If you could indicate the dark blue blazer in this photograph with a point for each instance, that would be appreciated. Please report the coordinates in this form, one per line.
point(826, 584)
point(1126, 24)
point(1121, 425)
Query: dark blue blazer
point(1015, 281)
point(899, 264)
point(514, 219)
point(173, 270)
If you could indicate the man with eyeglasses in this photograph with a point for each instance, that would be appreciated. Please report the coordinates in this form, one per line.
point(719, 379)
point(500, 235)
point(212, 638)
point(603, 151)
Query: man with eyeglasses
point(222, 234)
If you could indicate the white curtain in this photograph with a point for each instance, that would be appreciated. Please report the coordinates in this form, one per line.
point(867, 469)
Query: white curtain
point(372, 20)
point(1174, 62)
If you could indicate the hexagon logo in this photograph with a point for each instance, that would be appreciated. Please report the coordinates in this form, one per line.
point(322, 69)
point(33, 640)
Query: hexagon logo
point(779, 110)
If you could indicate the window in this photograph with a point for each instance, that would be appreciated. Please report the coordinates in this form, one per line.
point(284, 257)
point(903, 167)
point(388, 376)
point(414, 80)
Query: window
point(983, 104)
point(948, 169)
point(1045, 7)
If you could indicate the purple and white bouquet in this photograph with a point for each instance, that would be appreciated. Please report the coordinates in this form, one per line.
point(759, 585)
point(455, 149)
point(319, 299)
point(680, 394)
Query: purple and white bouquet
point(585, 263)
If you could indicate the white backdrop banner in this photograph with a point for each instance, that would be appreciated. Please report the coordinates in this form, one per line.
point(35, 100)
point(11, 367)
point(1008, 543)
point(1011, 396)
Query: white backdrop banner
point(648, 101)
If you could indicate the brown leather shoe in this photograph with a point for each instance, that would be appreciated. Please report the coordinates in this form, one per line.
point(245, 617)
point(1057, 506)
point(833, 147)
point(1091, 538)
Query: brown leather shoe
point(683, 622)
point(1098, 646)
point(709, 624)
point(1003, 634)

- TASK TO COMPLETE -
Print only the lines from the top of the data above down to the line holding "point(1011, 396)", inclusive.

- COMPLETED TASK -
If you could indicate the dark blue blazer in this photograph with a point for each instance, that would be appreciated. Please report the coordinates in this form, one per line.
point(826, 584)
point(1126, 24)
point(1121, 425)
Query: dark blue blazer
point(1015, 281)
point(899, 264)
point(514, 219)
point(173, 270)
If you could indicate the man with eyeglasses in this photograph with a point for each instance, that would be appreciated. Please report the coordinates in this form, one per line.
point(719, 379)
point(500, 235)
point(212, 638)
point(603, 151)
Query: man with eyeglasses
point(222, 234)
If you could indicate the white curtain in this photograph with a point for each instance, that would be appreciated. Please report the coordinates in this form, one per line.
point(867, 469)
Query: white curtain
point(372, 20)
point(1174, 62)
If you could indicate the hexagon logo in this photograph with a point for each instance, that would be appreciated. Please report the coordinates in this form, one per line.
point(322, 69)
point(33, 640)
Query: hexagon logo
point(779, 110)
If you could indicate the window in this photograph with a point for each instance, that would be appreciated. Please report the coordinates in this form, one per line.
point(284, 257)
point(903, 167)
point(388, 376)
point(414, 80)
Query: window
point(983, 104)
point(948, 169)
point(1045, 7)
If you could indicate the purple and white bouquet in this photograph with a point for each instance, that would be appreciated. Please report the coordinates in this form, one per line.
point(759, 585)
point(455, 149)
point(319, 299)
point(680, 394)
Query: purple and white bouquet
point(585, 263)
If you could indicate the white backdrop banner in this photograph with a point for each instance, that would be appreciated. Please report the coordinates in this form, one per line.
point(35, 100)
point(11, 367)
point(1008, 543)
point(1011, 396)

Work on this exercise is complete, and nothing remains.